A West Palm Beach man who collapsed after a cockroach-eating contest last month choked to death on bug parts and his own vomit, the Broward County Medical Examiner ruled Monday.
Edward Archbold, 32, a canvas worker, had stuffed handfuls of roaches and worms down his throat during an Oct. 5 contest at the Ben Siegel Reptile Store in Deerfield Beach.
Shortly after winning the prize, an expensive ivory ball python, Archbold began to retch violently and collapsed outside the store. He later died at Broward Health North Medical Center. None of the other contestants became ill, Ben Siegel said.
Medical Examiner Dr. Craig Mallak determined Archbold "died as a result of asphyxia due to choking and aspiration of gastric contents."
Mallak further cited "findings of airway obstruction by the arthropod body parts." Cockroaches are members of the arthropod family.
Mallak's report noted there were no "lethal intoxicating
substances" in Archbold's system. He classified the death as an accident.
Siegel described Archbold, who won the python for a friend, as "a super nice guy."

▶ _ACTION ITEM A_
In the news report on the cockroach-eating contest, what prize did Edward Archbold win?
▶ _ACTION ITEM B_
Copy the stretch of the cockroach-eating contest report from "Edward Archbold, 32, a" through "the arthropod family.", word for word.
▶ _ACTION ITEM C_
Write the next part of the news report on the cockroach-eating contest death, picking up after its final sentence.

Point-per-instance localization data:
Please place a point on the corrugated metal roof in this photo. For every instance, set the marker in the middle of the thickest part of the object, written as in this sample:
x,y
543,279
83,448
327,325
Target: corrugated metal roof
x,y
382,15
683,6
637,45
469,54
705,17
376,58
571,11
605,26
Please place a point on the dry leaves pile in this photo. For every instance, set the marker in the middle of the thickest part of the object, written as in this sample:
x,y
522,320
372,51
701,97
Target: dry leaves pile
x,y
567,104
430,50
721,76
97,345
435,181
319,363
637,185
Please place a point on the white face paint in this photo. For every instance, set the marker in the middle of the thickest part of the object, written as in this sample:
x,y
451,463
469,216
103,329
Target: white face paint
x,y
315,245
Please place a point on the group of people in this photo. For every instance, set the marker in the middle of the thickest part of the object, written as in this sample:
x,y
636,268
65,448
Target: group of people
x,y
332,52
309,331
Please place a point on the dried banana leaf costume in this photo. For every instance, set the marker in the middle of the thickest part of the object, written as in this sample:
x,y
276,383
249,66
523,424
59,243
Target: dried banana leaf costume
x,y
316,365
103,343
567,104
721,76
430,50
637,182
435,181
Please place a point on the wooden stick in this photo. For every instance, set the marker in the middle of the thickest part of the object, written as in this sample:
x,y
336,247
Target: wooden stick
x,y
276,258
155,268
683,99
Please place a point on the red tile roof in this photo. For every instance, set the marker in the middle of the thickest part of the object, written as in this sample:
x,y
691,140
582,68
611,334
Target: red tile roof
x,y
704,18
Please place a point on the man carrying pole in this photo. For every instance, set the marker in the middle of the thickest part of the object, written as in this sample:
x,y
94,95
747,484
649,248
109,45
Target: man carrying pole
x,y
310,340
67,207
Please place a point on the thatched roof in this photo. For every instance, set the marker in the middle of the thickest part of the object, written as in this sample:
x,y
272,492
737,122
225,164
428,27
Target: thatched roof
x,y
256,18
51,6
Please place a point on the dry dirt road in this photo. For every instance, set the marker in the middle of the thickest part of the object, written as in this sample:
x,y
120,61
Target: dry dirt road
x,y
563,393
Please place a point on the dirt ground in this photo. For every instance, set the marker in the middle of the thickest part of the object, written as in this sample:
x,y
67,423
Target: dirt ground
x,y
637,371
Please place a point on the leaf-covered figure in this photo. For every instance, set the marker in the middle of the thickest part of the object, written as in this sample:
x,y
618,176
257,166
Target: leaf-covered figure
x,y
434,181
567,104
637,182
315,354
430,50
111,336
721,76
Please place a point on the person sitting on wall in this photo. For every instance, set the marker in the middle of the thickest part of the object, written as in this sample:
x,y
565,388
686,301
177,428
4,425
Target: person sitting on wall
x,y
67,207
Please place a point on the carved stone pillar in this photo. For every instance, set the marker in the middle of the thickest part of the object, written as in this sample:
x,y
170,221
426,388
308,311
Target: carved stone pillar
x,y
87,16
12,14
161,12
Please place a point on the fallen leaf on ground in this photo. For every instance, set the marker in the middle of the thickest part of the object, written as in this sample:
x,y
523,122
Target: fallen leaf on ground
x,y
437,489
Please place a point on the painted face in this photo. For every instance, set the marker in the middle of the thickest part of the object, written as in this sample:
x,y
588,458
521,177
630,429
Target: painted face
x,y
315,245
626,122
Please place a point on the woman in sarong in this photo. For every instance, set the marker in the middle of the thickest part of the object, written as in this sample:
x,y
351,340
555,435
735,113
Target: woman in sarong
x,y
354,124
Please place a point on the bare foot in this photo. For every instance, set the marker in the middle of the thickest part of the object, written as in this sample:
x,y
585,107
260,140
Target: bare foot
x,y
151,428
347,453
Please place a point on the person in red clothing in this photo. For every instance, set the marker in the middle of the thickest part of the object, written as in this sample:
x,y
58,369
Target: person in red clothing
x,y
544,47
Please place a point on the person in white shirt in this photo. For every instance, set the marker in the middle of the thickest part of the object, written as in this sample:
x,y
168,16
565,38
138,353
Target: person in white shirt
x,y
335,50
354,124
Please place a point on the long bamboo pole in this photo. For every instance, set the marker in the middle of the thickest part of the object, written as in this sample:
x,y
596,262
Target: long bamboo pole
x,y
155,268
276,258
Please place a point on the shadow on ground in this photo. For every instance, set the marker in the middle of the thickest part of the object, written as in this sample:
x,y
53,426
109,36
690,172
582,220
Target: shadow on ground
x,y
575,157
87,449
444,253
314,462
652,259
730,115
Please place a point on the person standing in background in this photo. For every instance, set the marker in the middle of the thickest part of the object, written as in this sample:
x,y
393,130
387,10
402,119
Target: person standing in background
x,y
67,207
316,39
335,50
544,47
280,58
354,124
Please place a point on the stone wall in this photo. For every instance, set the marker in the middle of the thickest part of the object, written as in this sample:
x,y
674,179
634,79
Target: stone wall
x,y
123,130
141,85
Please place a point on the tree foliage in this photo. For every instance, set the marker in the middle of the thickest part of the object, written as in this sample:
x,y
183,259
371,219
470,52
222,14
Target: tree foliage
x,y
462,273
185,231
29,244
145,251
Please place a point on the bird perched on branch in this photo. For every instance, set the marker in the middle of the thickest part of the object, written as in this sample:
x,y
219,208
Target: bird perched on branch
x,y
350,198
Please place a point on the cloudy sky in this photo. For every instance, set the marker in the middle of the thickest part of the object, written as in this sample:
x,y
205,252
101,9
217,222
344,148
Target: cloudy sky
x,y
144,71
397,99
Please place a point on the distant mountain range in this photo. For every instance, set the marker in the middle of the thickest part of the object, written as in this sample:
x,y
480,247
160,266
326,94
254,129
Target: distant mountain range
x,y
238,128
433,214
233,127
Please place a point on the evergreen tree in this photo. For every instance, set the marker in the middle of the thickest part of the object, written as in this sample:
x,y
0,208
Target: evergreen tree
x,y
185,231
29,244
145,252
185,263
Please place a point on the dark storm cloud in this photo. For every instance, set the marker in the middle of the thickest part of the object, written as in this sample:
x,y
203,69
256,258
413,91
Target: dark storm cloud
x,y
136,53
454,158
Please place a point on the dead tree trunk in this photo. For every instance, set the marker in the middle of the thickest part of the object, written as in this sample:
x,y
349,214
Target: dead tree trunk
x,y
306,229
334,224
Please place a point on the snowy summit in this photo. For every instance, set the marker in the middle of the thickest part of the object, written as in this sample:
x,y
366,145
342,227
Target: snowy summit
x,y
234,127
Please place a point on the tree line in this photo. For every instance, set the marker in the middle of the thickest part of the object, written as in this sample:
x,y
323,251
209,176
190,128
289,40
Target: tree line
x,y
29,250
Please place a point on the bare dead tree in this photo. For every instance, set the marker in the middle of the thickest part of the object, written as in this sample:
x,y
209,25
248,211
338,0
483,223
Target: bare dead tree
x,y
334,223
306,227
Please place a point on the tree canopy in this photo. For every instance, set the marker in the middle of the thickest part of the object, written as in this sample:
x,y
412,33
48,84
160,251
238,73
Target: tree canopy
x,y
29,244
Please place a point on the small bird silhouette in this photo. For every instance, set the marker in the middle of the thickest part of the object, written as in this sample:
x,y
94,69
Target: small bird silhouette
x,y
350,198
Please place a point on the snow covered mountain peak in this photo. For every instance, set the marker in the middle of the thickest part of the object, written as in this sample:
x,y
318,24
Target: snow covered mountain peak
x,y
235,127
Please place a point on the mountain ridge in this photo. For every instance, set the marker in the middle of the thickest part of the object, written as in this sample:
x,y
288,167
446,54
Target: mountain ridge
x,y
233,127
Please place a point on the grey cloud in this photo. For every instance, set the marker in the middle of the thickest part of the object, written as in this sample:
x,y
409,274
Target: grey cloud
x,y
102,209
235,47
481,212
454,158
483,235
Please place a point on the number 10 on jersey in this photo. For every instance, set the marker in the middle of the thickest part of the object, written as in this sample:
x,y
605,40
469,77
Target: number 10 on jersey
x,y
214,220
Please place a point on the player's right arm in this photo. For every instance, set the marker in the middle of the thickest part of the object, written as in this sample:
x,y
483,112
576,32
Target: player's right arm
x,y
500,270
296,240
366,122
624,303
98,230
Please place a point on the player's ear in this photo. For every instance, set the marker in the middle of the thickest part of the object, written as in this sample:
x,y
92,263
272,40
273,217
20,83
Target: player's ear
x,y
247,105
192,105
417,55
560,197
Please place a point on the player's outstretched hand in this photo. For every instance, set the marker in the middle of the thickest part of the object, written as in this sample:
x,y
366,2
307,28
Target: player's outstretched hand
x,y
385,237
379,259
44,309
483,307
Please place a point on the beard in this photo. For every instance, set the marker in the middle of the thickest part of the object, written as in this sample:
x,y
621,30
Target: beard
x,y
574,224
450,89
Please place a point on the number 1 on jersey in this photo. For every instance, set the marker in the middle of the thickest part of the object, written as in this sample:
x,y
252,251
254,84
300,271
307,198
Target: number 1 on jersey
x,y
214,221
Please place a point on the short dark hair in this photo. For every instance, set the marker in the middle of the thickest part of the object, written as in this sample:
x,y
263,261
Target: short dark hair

▶ _OUTPUT A_
An expensive ivory ball python.

▶ _OUTPUT B_
Edward Archbold, 32, a canvas worker, had stuffed handfuls of roaches and worms down his throat during an Oct. 5 contest at the Ben Siegel Reptile Store in Deerfield Beach.
Shortly after winning the prize, an expensive ivory ball python, Archbold began to retch violently and collapsed outside the store. He later died at Broward Health North Medical Center. None of the other contestants became ill, Ben Siegel said.
Medical Examiner Dr. Craig Mallak determined Archbold "died as a result of asphyxia due to choking and aspiration of gastric contents."
Mallak further cited "findings of airway obstruction by the arthropod body parts." Cockroaches are members of the arthropod family.

▶ _OUTPUT C_
"He was outgoing.

He was the life of the party," the shop owner said.
All contestants signed waivers accepting responsibility, and weren't allowed to drink alcohol. Siegel said three aspiring bug eaters were eliminated for bringing beer to the contest.
The bugs were not wild, but rather raised in captivity under sterile conditions, Siegel said. "They're bred for exotic pet feed and they're completely safe," he said.
After Archibold's death, theories abounded on the Internet as to what killed him: He choked on his own vomit, suffered an allergic reaction, or inhaled the insects' hard, dry shells.
Experts on insect eating advise against consuming live roaches. They're fraught with bacteria and have spiny legs.